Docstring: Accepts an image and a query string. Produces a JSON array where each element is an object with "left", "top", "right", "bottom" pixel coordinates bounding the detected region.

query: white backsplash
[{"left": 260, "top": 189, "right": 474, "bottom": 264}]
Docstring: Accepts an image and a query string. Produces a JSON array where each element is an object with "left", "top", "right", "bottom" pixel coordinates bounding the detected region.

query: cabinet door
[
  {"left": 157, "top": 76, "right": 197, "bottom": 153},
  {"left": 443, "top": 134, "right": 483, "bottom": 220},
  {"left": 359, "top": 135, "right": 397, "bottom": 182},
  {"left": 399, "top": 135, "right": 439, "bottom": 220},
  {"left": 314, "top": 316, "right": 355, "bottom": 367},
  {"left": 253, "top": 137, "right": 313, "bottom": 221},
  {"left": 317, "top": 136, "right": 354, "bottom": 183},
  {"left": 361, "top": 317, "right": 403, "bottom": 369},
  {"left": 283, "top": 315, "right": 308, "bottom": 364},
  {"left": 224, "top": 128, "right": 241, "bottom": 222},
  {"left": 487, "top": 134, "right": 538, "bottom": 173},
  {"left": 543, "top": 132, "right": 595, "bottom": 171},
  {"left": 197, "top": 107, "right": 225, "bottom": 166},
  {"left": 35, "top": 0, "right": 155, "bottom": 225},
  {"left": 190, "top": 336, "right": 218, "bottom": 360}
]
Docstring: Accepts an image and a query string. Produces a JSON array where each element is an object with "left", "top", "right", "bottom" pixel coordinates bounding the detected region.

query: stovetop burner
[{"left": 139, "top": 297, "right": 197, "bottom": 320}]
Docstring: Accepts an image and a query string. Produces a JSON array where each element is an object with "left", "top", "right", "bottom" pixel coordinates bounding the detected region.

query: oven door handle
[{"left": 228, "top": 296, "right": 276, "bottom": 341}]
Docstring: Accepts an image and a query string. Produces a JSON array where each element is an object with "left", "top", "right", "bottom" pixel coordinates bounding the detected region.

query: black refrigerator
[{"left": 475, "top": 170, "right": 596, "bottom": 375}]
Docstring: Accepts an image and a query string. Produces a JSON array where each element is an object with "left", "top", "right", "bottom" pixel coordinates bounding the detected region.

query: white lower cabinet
********
Aim of the task:
Write out all the data again, exactly as it appears.

Expected output:
Docstring: Accepts an image and a query string. Produces a JSON array where each element is an object with "left", "top", "right", "bottom" pixel coordinates bounding the detected region.

query: white backsplash
[{"left": 260, "top": 189, "right": 474, "bottom": 264}]
Docstring: Accepts an image and a query string. Produces a JSON array where each element is an object with "left", "top", "right", "bottom" pixel coordinates bounding the detected region.

query: cabinet door
[
  {"left": 157, "top": 76, "right": 197, "bottom": 153},
  {"left": 443, "top": 134, "right": 483, "bottom": 220},
  {"left": 359, "top": 135, "right": 397, "bottom": 182},
  {"left": 399, "top": 135, "right": 439, "bottom": 220},
  {"left": 314, "top": 316, "right": 355, "bottom": 367},
  {"left": 253, "top": 137, "right": 313, "bottom": 221},
  {"left": 317, "top": 136, "right": 354, "bottom": 183},
  {"left": 361, "top": 317, "right": 403, "bottom": 369},
  {"left": 283, "top": 315, "right": 308, "bottom": 364},
  {"left": 224, "top": 128, "right": 241, "bottom": 222},
  {"left": 487, "top": 134, "right": 538, "bottom": 173},
  {"left": 543, "top": 132, "right": 595, "bottom": 171},
  {"left": 197, "top": 107, "right": 225, "bottom": 166},
  {"left": 35, "top": 0, "right": 155, "bottom": 225},
  {"left": 190, "top": 336, "right": 218, "bottom": 360}
]
Docstring: Accepts an image and a query string. Produces a JSON array where each element is an object with "left", "top", "right", "bottom" pixel coordinates bounding the detected region.

query: stovetop burner
[{"left": 139, "top": 297, "right": 197, "bottom": 320}]
Docstring: Accepts an image and a query string. Produces a JSON array where each element is an object with "left", "top", "right", "bottom" pixel coordinates bounding the detected region.

query: oven door handle
[{"left": 228, "top": 296, "right": 276, "bottom": 341}]
Docstring: Accepts an image and a query string. Produces a JSON array where each element is an object with "left", "top", "right", "bottom" pixel coordinates bounding the detected region.

query: black refrigerator
[{"left": 475, "top": 170, "right": 596, "bottom": 375}]
Docstring: Accepts an image and a query string. Produces a JSON array where each element is an object with "left", "top", "right", "bottom" pixel coordinates bounding the detected region.

query: white lower cabinet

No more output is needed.